-- begin DOCUMENT EXTRACT --

Cyber&Data: Introduction to ML (Part 1)

[Cyber&Data Home][Home]

This provides a foundation in the usage of machine learning in Splunk.

Objectives

Understand the key classification areas of the methods used in machine learning.
Understand the application of machine learning in Splunk.

Content

Step-by-step: [here][View dataset].
Tutorial: [here].
Slides: [PPT][PDF].

Step-by-step

From the Apps interface, select Splunk Machine Learning (Figure 1).

Figure 1: Splunk Apps

We will now analyse a firewall log for malware. For this select “Predict Numeric Fields”, and then “Create New Experiment”:

Figure 2: Selecting a Predict Categorical Fields experiment

Provide the name of “Firewall” to the experiment title (Figure 3).

-- end DOCUMENT EXTRACT --
-- begin DATA ENTRIES --

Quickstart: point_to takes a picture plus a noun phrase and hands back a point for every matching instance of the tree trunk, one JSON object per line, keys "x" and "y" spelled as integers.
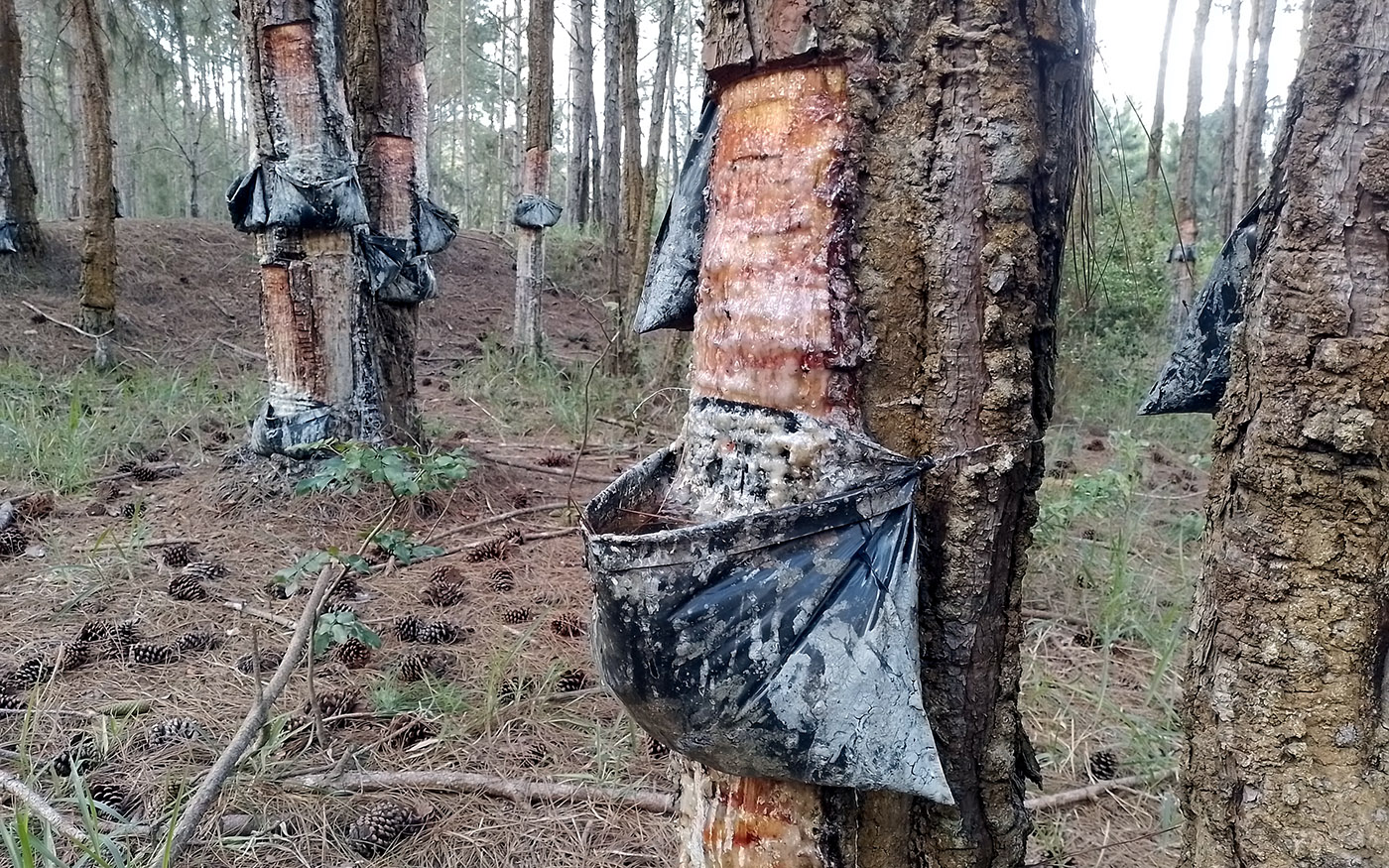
{"x": 535, "y": 178}
{"x": 898, "y": 183}
{"x": 18, "y": 222}
{"x": 1155, "y": 132}
{"x": 1285, "y": 710}
{"x": 312, "y": 270}
{"x": 1229, "y": 127}
{"x": 1183, "y": 257}
{"x": 97, "y": 273}
{"x": 580, "y": 111}
{"x": 389, "y": 107}
{"x": 1249, "y": 149}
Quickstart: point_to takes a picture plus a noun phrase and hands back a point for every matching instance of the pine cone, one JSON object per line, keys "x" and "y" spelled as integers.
{"x": 495, "y": 549}
{"x": 381, "y": 828}
{"x": 180, "y": 555}
{"x": 502, "y": 579}
{"x": 73, "y": 656}
{"x": 152, "y": 655}
{"x": 336, "y": 703}
{"x": 185, "y": 586}
{"x": 416, "y": 667}
{"x": 409, "y": 729}
{"x": 171, "y": 731}
{"x": 13, "y": 542}
{"x": 193, "y": 642}
{"x": 1104, "y": 766}
{"x": 354, "y": 653}
{"x": 204, "y": 571}
{"x": 407, "y": 628}
{"x": 571, "y": 681}
{"x": 568, "y": 625}
{"x": 442, "y": 632}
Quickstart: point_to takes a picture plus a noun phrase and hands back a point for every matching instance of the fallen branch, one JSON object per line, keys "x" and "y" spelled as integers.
{"x": 520, "y": 792}
{"x": 1094, "y": 791}
{"x": 551, "y": 471}
{"x": 46, "y": 811}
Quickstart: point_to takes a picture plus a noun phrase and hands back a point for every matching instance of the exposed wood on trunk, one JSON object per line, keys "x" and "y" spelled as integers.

-- end DATA ENTRIES --

* STATED GOAL 1 *
Copy out the listing word for word, from the line containing "of the pine" through the final line of the listing, both included.
* STATED GOAL 2 *
Continue the Splunk machine learning tutorial from where it ends.

* EXERCISE RESPONSE 1 *
Quickstart: point_to takes a picture plus a noun phrase and hands back a point for every matching instance of the pine cone, one JSON object per line, keys "x" and "y" spelled as integers.
{"x": 495, "y": 549}
{"x": 381, "y": 828}
{"x": 180, "y": 555}
{"x": 502, "y": 579}
{"x": 73, "y": 656}
{"x": 152, "y": 655}
{"x": 336, "y": 703}
{"x": 185, "y": 586}
{"x": 416, "y": 667}
{"x": 409, "y": 729}
{"x": 171, "y": 731}
{"x": 13, "y": 542}
{"x": 193, "y": 642}
{"x": 1104, "y": 766}
{"x": 354, "y": 653}
{"x": 204, "y": 571}
{"x": 407, "y": 628}
{"x": 571, "y": 681}
{"x": 568, "y": 625}
{"x": 442, "y": 632}
Quickstart: point_to takes a picture plus a noun phrase and hands back a point for every matching instance of the fallen branch, one JSON object per line, keys "x" and "y" spelled as integers.
{"x": 520, "y": 792}
{"x": 1094, "y": 791}
{"x": 551, "y": 471}
{"x": 46, "y": 811}
Quickstart: point_to takes a picture plus a noun phrase and hands back a point for every matching instance of the exposed wood on trunk, one JSON object per line, keys "x" and "y" spelled as integers.

* EXERCISE RESPONSE 2 *
Figure 3: Defining a new experiment

Next (Figure 4) entered the search of “| inputlookup firewall_traffic.csv” and select the green search button. It will then populate the data set in the page. Scroll down to the populated dataset and define the following:

Number of results in the dataset:

Parameters used in the dataset:

Which field do you think we are likely to train on:

Outline four IP addresses for source addresses:

Outline four IP addresses for destination addresses:

Figure 4: Defining the dataset

There are 98,943 results, which is rather large for processing so reduce it to 50,000 (Figure 5).

Figure 5: Filtering to 50,000 records

Next we will use Logistic Regression to predict a value for “used_by_malware” (Figure 6).

Which values are possible for the “used_by_malware” parameter?

Figure 6: Predicting for “used_by_malware”

Next we shall train against all the other parameters (Figure 7). Finally we are using a 70/30 split, and 70% of training and 30% for testing the model created.

Figure 7: Fields used to predict

Finally, we select the “Fitting Model..” button, and waiting until the model is built. When complete we should see prediction data (Figure 8).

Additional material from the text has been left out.